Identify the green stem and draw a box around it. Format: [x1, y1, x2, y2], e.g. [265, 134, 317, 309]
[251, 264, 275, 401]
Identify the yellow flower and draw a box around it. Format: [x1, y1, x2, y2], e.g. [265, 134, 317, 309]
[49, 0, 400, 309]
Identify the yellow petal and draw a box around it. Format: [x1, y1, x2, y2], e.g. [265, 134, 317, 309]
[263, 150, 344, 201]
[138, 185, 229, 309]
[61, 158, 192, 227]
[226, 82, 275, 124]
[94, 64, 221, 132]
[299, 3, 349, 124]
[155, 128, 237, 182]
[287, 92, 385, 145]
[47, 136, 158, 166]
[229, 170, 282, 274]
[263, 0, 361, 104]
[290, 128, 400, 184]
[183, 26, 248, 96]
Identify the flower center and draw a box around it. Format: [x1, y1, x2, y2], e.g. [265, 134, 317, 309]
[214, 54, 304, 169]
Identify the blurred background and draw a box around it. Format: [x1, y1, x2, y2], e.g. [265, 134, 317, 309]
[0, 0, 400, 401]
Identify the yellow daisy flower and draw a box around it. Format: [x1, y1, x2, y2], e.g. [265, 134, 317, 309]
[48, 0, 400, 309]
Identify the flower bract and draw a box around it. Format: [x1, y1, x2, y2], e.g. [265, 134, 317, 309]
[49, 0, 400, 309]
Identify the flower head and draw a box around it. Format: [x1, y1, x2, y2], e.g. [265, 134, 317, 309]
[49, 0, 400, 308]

---

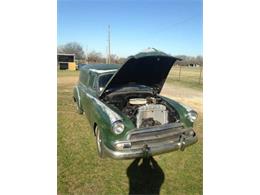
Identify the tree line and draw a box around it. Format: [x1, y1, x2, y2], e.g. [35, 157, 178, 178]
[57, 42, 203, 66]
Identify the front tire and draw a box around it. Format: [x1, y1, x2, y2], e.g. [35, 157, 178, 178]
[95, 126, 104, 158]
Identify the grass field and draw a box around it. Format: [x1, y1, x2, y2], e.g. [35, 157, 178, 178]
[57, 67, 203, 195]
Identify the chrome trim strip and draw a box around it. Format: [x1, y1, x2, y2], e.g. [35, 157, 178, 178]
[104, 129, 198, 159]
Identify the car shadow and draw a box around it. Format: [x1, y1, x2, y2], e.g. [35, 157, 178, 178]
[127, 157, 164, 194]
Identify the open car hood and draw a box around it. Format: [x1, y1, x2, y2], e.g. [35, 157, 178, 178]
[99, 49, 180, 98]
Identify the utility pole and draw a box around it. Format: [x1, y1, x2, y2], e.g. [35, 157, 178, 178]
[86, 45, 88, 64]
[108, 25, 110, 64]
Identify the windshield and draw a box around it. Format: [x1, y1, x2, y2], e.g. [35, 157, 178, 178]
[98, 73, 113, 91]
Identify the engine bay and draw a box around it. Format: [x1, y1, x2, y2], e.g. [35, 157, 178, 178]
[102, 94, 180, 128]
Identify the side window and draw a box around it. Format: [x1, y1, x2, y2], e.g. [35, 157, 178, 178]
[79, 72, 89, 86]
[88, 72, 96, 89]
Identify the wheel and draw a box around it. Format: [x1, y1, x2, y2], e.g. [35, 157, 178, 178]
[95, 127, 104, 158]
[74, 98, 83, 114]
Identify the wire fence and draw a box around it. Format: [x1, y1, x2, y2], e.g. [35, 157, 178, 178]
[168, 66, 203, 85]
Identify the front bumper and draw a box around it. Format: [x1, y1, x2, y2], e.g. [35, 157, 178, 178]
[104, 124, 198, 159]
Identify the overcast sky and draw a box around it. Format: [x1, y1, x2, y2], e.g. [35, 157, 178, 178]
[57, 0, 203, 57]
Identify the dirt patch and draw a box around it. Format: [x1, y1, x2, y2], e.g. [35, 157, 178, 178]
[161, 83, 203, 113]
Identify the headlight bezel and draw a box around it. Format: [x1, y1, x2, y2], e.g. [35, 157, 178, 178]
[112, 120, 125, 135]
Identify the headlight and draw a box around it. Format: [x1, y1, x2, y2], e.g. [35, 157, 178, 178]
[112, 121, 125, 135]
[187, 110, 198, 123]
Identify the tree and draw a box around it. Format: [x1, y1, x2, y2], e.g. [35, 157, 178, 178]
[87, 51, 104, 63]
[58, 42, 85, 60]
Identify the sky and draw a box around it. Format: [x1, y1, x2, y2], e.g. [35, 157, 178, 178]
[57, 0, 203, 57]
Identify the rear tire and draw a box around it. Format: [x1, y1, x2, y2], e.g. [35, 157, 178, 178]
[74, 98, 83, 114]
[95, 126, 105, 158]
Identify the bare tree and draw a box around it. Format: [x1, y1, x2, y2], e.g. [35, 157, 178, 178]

• **REQUIREMENTS**
Convert the items into a two-column CSV with the headers input and output, one row per item. Put its text in input and its answer in output, each as a quoted field with line breaks replaced by spaces, starting at the line that has "Identify the grass" and ending with the line that has "[88, 72, 96, 89]".

• **EXERCISE RESPONSE**
input,output
"Identify the grass field and draw a box around it. Format: [x1, y1, x2, y2], e.g. [35, 157, 178, 178]","[57, 67, 203, 195]"
"Identify the chrome trim strip and draw a box around it. Format: [x1, y1, x2, y2], e.g. [35, 157, 178, 178]","[104, 129, 198, 159]"
"Identify the car shadow and draw a box around it. Format: [x1, y1, x2, y2], e.g. [35, 157, 178, 178]","[127, 157, 164, 194]"
"Identify the open car hood and draw a box around it. Format: [x1, y1, x2, y2], e.g. [35, 157, 178, 178]","[99, 49, 180, 98]"
"Identify the utility pole and draw a box around it. Format: [x1, y1, x2, y2], e.g. [35, 157, 178, 178]","[86, 45, 88, 64] [108, 25, 110, 64]"
"Identify the windshield and draw a box around it. Format: [x1, y1, x2, y2], e.g. [35, 157, 178, 178]","[98, 73, 113, 91]"
"Identify the engine bay and draw a box around it. Format: [x1, y1, x2, y2], e.g. [35, 157, 178, 178]","[102, 94, 180, 128]"
"Identify the side window and draw a box around it. Format: [x1, y1, x2, y2], e.g. [35, 157, 178, 178]","[79, 72, 89, 86] [88, 72, 96, 89]"